(画像ポイント注釈の行)
====

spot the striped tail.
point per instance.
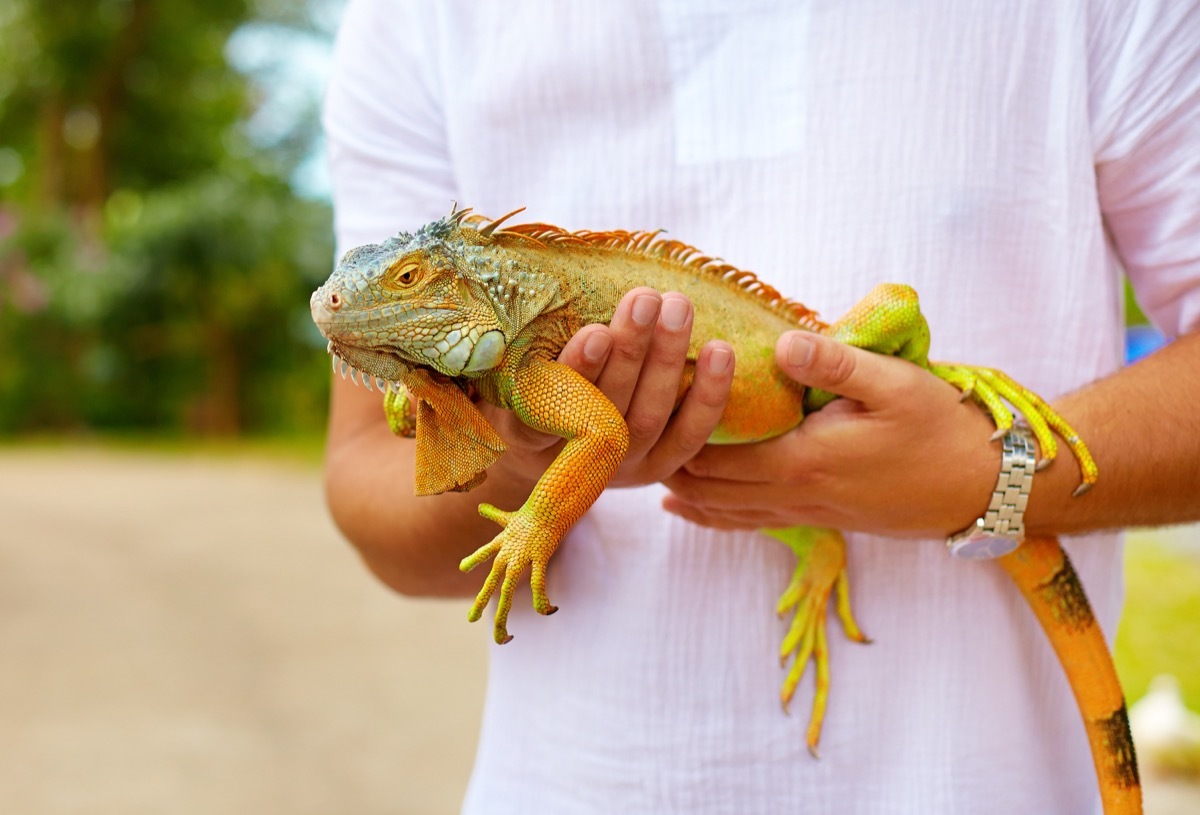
(1043, 573)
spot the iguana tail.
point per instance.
(1043, 573)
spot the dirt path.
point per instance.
(189, 635)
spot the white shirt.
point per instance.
(1002, 157)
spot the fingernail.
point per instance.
(675, 312)
(597, 347)
(719, 360)
(799, 351)
(646, 309)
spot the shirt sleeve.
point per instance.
(384, 126)
(1145, 101)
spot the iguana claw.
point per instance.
(993, 388)
(820, 570)
(522, 544)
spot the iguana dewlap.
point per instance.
(466, 309)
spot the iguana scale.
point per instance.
(467, 309)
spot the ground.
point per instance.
(186, 634)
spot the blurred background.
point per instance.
(181, 629)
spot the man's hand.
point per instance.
(637, 361)
(899, 454)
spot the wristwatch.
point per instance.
(1001, 529)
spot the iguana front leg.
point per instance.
(553, 399)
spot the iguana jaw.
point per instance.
(381, 365)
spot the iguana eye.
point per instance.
(407, 274)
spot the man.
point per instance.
(1003, 159)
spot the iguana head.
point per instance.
(413, 300)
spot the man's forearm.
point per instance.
(1144, 429)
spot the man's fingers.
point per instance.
(726, 519)
(588, 351)
(825, 364)
(633, 328)
(658, 383)
(700, 412)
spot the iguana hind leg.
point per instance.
(820, 571)
(888, 321)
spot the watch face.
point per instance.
(983, 547)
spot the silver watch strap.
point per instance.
(1006, 511)
(1002, 526)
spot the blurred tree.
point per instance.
(154, 261)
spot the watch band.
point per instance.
(1001, 528)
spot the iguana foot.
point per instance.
(991, 389)
(820, 570)
(522, 544)
(397, 407)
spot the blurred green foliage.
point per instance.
(155, 262)
(1161, 623)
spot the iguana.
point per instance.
(467, 309)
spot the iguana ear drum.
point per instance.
(487, 352)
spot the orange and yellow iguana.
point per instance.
(467, 309)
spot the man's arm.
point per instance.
(901, 455)
(414, 544)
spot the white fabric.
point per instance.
(959, 145)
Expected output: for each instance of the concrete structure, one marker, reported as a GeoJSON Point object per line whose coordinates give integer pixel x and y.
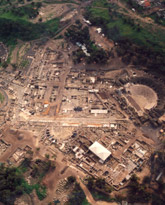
{"type": "Point", "coordinates": [99, 111]}
{"type": "Point", "coordinates": [100, 151]}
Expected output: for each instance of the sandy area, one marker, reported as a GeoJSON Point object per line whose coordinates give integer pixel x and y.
{"type": "Point", "coordinates": [143, 95]}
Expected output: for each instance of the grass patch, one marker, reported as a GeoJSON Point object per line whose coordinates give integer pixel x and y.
{"type": "Point", "coordinates": [40, 190]}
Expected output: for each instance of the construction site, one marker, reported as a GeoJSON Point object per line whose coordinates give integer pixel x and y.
{"type": "Point", "coordinates": [93, 120]}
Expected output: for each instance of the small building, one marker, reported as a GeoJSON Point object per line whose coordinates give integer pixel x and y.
{"type": "Point", "coordinates": [99, 111]}
{"type": "Point", "coordinates": [100, 151]}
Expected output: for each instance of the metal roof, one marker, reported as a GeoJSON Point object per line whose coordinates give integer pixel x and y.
{"type": "Point", "coordinates": [100, 151]}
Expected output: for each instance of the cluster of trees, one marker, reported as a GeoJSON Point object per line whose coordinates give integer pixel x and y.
{"type": "Point", "coordinates": [11, 30]}
{"type": "Point", "coordinates": [77, 34]}
{"type": "Point", "coordinates": [144, 192]}
{"type": "Point", "coordinates": [13, 184]}
{"type": "Point", "coordinates": [77, 196]}
{"type": "Point", "coordinates": [135, 48]}
{"type": "Point", "coordinates": [30, 10]}
{"type": "Point", "coordinates": [10, 184]}
{"type": "Point", "coordinates": [140, 55]}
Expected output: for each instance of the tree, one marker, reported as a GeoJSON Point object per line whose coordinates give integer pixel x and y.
{"type": "Point", "coordinates": [10, 184]}
{"type": "Point", "coordinates": [71, 180]}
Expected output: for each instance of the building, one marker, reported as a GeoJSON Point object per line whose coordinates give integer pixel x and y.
{"type": "Point", "coordinates": [100, 151]}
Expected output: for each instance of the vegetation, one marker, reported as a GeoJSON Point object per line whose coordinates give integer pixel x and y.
{"type": "Point", "coordinates": [1, 98]}
{"type": "Point", "coordinates": [77, 196]}
{"type": "Point", "coordinates": [13, 184]}
{"type": "Point", "coordinates": [136, 44]}
{"type": "Point", "coordinates": [11, 30]}
{"type": "Point", "coordinates": [99, 189]}
{"type": "Point", "coordinates": [81, 37]}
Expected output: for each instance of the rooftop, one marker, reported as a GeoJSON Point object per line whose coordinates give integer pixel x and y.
{"type": "Point", "coordinates": [100, 151]}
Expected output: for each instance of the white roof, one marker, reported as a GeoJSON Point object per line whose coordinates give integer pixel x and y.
{"type": "Point", "coordinates": [100, 151]}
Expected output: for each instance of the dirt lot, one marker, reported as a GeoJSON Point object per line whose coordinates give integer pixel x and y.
{"type": "Point", "coordinates": [100, 40]}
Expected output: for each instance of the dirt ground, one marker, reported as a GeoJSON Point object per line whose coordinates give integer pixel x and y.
{"type": "Point", "coordinates": [143, 95]}
{"type": "Point", "coordinates": [100, 40]}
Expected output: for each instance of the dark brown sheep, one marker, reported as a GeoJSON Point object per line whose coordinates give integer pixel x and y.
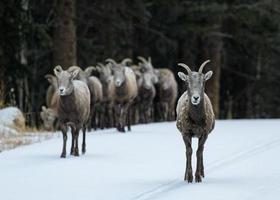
{"type": "Point", "coordinates": [195, 117]}
{"type": "Point", "coordinates": [73, 108]}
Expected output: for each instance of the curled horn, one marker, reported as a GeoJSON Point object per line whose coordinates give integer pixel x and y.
{"type": "Point", "coordinates": [110, 60]}
{"type": "Point", "coordinates": [142, 59]}
{"type": "Point", "coordinates": [202, 65]}
{"type": "Point", "coordinates": [186, 67]}
{"type": "Point", "coordinates": [101, 64]}
{"type": "Point", "coordinates": [58, 68]}
{"type": "Point", "coordinates": [126, 60]}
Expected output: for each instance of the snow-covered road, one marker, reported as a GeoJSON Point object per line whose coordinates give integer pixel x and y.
{"type": "Point", "coordinates": [242, 161]}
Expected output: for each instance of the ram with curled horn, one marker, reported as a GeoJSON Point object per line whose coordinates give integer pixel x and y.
{"type": "Point", "coordinates": [125, 91]}
{"type": "Point", "coordinates": [195, 117]}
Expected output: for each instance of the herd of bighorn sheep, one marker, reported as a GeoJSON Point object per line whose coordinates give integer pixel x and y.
{"type": "Point", "coordinates": [118, 94]}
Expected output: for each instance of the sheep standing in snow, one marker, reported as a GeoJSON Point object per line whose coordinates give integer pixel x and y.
{"type": "Point", "coordinates": [49, 113]}
{"type": "Point", "coordinates": [96, 93]}
{"type": "Point", "coordinates": [106, 79]}
{"type": "Point", "coordinates": [166, 95]}
{"type": "Point", "coordinates": [147, 92]}
{"type": "Point", "coordinates": [13, 118]}
{"type": "Point", "coordinates": [124, 93]}
{"type": "Point", "coordinates": [73, 108]}
{"type": "Point", "coordinates": [195, 117]}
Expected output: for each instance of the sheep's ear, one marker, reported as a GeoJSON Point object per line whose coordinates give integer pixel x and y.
{"type": "Point", "coordinates": [88, 71]}
{"type": "Point", "coordinates": [57, 70]}
{"type": "Point", "coordinates": [208, 75]}
{"type": "Point", "coordinates": [44, 108]}
{"type": "Point", "coordinates": [183, 76]}
{"type": "Point", "coordinates": [155, 79]}
{"type": "Point", "coordinates": [98, 69]}
{"type": "Point", "coordinates": [74, 73]}
{"type": "Point", "coordinates": [157, 72]}
{"type": "Point", "coordinates": [42, 116]}
{"type": "Point", "coordinates": [50, 78]}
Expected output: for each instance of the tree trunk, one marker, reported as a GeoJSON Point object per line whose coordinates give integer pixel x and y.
{"type": "Point", "coordinates": [64, 34]}
{"type": "Point", "coordinates": [213, 51]}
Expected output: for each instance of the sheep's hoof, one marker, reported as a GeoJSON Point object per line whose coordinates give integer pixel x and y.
{"type": "Point", "coordinates": [63, 155]}
{"type": "Point", "coordinates": [198, 178]}
{"type": "Point", "coordinates": [122, 130]}
{"type": "Point", "coordinates": [202, 173]}
{"type": "Point", "coordinates": [76, 152]}
{"type": "Point", "coordinates": [189, 178]}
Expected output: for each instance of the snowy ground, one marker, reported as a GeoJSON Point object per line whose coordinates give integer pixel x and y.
{"type": "Point", "coordinates": [241, 162]}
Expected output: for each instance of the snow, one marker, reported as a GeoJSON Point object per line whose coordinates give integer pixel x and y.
{"type": "Point", "coordinates": [241, 162]}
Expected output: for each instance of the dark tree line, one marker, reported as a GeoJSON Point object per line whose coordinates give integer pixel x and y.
{"type": "Point", "coordinates": [242, 39]}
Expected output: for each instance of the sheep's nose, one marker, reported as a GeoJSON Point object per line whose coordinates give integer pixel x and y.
{"type": "Point", "coordinates": [196, 97]}
{"type": "Point", "coordinates": [61, 90]}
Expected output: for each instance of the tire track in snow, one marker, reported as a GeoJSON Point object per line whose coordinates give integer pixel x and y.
{"type": "Point", "coordinates": [176, 184]}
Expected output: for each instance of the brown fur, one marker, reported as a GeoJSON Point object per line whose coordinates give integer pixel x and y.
{"type": "Point", "coordinates": [166, 95]}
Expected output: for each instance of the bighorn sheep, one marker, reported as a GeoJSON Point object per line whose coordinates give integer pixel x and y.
{"type": "Point", "coordinates": [166, 95]}
{"type": "Point", "coordinates": [51, 89]}
{"type": "Point", "coordinates": [147, 91]}
{"type": "Point", "coordinates": [49, 114]}
{"type": "Point", "coordinates": [106, 78]}
{"type": "Point", "coordinates": [95, 88]}
{"type": "Point", "coordinates": [73, 108]}
{"type": "Point", "coordinates": [195, 117]}
{"type": "Point", "coordinates": [124, 93]}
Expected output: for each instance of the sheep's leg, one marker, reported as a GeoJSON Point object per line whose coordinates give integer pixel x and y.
{"type": "Point", "coordinates": [76, 149]}
{"type": "Point", "coordinates": [84, 140]}
{"type": "Point", "coordinates": [93, 119]}
{"type": "Point", "coordinates": [122, 119]}
{"type": "Point", "coordinates": [118, 117]}
{"type": "Point", "coordinates": [64, 133]}
{"type": "Point", "coordinates": [73, 142]}
{"type": "Point", "coordinates": [102, 114]}
{"type": "Point", "coordinates": [199, 155]}
{"type": "Point", "coordinates": [129, 119]}
{"type": "Point", "coordinates": [188, 172]}
{"type": "Point", "coordinates": [110, 117]}
{"type": "Point", "coordinates": [126, 116]}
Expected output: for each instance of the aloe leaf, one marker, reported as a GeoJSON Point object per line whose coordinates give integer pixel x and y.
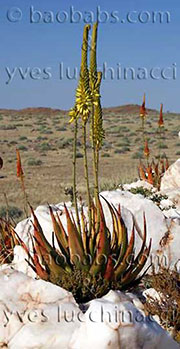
{"type": "Point", "coordinates": [75, 242]}
{"type": "Point", "coordinates": [123, 265]}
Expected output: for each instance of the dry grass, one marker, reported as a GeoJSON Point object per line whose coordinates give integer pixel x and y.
{"type": "Point", "coordinates": [45, 142]}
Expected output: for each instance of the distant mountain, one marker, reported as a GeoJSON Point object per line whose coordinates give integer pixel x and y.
{"type": "Point", "coordinates": [127, 108]}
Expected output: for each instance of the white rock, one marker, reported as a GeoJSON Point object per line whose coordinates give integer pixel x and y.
{"type": "Point", "coordinates": [34, 313]}
{"type": "Point", "coordinates": [171, 178]}
{"type": "Point", "coordinates": [158, 226]}
{"type": "Point", "coordinates": [114, 322]}
{"type": "Point", "coordinates": [139, 184]}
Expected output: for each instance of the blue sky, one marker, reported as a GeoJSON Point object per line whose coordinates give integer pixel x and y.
{"type": "Point", "coordinates": [141, 46]}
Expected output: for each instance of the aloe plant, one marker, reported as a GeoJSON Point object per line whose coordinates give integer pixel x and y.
{"type": "Point", "coordinates": [7, 242]}
{"type": "Point", "coordinates": [90, 263]}
{"type": "Point", "coordinates": [85, 257]}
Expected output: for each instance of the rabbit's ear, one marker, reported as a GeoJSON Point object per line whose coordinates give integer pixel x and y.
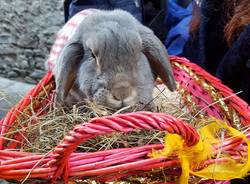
{"type": "Point", "coordinates": [157, 57]}
{"type": "Point", "coordinates": [67, 66]}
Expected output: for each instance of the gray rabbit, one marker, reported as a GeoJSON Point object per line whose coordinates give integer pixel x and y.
{"type": "Point", "coordinates": [113, 60]}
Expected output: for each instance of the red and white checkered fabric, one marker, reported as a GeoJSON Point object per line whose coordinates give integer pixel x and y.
{"type": "Point", "coordinates": [64, 34]}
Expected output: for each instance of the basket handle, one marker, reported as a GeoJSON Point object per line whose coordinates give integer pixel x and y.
{"type": "Point", "coordinates": [117, 123]}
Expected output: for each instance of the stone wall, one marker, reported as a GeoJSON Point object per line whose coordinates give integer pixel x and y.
{"type": "Point", "coordinates": [27, 30]}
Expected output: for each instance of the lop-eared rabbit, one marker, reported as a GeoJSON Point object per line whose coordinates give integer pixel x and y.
{"type": "Point", "coordinates": [111, 59]}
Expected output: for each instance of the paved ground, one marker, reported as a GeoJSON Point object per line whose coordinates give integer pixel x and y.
{"type": "Point", "coordinates": [10, 93]}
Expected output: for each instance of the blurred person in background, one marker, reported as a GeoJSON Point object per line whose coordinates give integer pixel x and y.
{"type": "Point", "coordinates": [219, 41]}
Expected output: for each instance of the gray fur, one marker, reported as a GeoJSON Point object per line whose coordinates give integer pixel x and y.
{"type": "Point", "coordinates": [109, 60]}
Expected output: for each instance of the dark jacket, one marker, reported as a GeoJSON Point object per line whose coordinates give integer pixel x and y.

====

最初の行から「(1002, 157)」を含む行までを、空行を除いて番号付きリストとして並べてもらえますか？両端の行も含め、画像は答えに入れないでください。

1. spot the striped tail.
2. point per instance.
3. (1043, 573)
4. spot the iguana tail.
5. point per instance.
6. (1043, 573)
7. spot the dirt path.
8. point per instance.
9. (189, 635)
10. spot the white shirt.
11. point per instance.
12. (1002, 157)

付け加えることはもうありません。